- [Task directions]
Collect all lines containing the word "position" from the data.

- [Material for this exercise]
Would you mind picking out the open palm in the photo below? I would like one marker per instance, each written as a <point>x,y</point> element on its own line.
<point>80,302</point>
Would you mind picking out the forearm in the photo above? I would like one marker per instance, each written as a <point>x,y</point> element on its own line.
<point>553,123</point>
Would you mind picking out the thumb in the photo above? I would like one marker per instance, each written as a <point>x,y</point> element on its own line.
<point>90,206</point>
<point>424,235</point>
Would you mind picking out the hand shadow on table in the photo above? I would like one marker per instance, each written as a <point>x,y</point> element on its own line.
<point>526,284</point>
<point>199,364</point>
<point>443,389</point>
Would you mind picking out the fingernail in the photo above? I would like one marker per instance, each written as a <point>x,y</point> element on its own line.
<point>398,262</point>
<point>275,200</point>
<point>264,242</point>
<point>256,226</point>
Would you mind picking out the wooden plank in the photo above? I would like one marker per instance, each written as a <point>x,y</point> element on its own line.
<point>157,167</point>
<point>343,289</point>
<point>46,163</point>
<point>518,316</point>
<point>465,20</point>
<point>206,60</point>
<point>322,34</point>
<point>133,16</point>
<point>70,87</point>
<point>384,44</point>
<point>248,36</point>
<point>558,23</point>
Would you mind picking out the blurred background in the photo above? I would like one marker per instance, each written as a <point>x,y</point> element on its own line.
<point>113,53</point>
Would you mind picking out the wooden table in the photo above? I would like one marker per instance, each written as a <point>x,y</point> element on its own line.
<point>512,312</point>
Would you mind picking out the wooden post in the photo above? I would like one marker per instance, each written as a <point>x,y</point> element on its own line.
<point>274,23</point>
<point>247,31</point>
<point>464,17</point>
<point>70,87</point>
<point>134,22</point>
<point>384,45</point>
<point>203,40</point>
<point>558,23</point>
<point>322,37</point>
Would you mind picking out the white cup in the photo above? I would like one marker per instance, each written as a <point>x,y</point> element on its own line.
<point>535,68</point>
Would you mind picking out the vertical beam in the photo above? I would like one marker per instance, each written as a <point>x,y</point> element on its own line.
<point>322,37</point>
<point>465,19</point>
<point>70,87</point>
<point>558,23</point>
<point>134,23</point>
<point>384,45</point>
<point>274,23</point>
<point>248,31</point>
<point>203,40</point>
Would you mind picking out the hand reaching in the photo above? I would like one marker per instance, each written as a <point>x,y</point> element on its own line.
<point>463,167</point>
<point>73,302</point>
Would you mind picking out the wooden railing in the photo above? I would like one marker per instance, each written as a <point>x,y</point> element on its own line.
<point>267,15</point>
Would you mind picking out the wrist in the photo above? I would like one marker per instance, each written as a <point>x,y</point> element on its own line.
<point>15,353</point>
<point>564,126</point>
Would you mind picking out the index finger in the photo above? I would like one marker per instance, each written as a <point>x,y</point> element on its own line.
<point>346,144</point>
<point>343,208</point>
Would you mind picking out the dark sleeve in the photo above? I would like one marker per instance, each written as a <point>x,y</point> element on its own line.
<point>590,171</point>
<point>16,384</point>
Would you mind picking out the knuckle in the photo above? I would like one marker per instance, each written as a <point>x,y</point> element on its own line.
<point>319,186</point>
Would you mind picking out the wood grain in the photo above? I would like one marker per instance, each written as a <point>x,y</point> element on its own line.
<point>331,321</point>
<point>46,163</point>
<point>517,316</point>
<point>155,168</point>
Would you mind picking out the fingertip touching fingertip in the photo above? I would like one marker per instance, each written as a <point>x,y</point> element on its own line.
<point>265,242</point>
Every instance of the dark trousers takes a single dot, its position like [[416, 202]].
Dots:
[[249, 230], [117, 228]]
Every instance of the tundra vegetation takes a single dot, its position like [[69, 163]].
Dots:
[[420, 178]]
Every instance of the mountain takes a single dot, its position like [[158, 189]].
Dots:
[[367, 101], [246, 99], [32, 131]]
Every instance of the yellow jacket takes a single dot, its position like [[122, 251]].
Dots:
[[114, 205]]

- [Written response]
Every instance of the dark trousers takes a single dot, its position like [[416, 202]].
Every instance of the tundra vegetation takes a single dot, its position like [[69, 163]].
Every instance of the mountain takes a single dot, its position like [[158, 189]].
Every instance of the yellow jacket takes a single dot, its position like [[122, 251]].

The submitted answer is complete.